Directives —
[A] Say whether each statement agrees with the article on NEA's election record below: (i) The NEA Fund for Children and Public Education recommended 328 candidates for Congress, and 260 of them won. (ii) Among the incumbents NEA recommended, 39 lost their races. (iii) In open-seat races, NEA's recommended candidates won more often than they lost. For each, answer yes or no and quote the deciding words of the article.
[B] Retype the passage of the article on NEA's election record from "The union's" up to and including "and Texas 22nd.", keeping every word and mark unchanged.

Document —
>> begin

NEA President Dennis Van Roekel lauded
the victories. "NEA members
played a vital role in critical congressional races across the country that
helped expand margins in the House and Senate for pro-public education
allies," he said in a press statement. "As a bipartisan organization, the
National Education Association was pleased to return many friends from both
sides of the aisle to Congress and elect new ones as a part of a growing
Democratic majority."
Aside: If
you parse that last sentence, you get NEA "as a bipartisan organization"
being pleased about "a growing Democratic majority."
Along with
everyone else, NEA believes its "vital role" requires some form of
compensation. Merit pay, you might call it. And there are already
fights in the blogosphere about how well-deserved it is.
I don't find
persuasive the argument that the efforts of NEA, or any other union, were so
far superior this election cycle than previous ones that it resulted in an
Obama victory or additional seats. But it is indisputable that NEA played a
"vital role." It's just not the role you might believe.
The union's
political action committee will laud its 79% success rate in electing
recommended candidates. You have to go inside the numbers for the real
story. While some of the results may change, for the purposes of this
article I am going to assume that whichever candidate is ahead right now in
the too-close-to-call races will end up winning.
The NEA Fund
for Children and Public Education recommended 328 candidates for Congress,
of whom 260 won. It's impressive, but not that impressive.
Of those 328
candidates, 230 were incumbents, of whom 39 ran unopposed. NEA's record in
those races was 226 wins and 4 losses, dropping only Florida 16th, Kansas
2nd, Pennsylvania 3rd and Texas 22nd.
NEA
recommended 38 candidates for open seats, and its record in those races was
20 wins and 18 losses.

>> end

Data section —
>> begin

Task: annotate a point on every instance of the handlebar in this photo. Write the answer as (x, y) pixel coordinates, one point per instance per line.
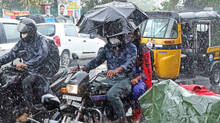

>> end

Task-by-task solutions —
[A]
(i) Yes: "recommended 328 candidates for Congress, of whom 260 won."
(ii) No: "NEA's record in those races was 226 wins and 4 losses"
(iii) Yes: "its record in those races was 20 wins and 18 losses."

[B]
The union's
political action committee will laud its 79% success rate in electing
recommended candidates. You have to go inside the numbers for the real
story. While some of the results may change, for the purposes of this
article I am going to assume that whichever candidate is ahead right now in
the too-close-to-call races will end up winning.
The NEA Fund
for Children and Public Education recommended 328 candidates for Congress,
of whom 260 won. It's impressive, but not that impressive.
Of those 328
candidates, 230 were incumbents, of whom 39 ran unopposed. NEA's record in
those races was 226 wins and 4 losses, dropping only Florida 16th, Kansas
2nd, Pennsylvania 3rd and Texas 22nd.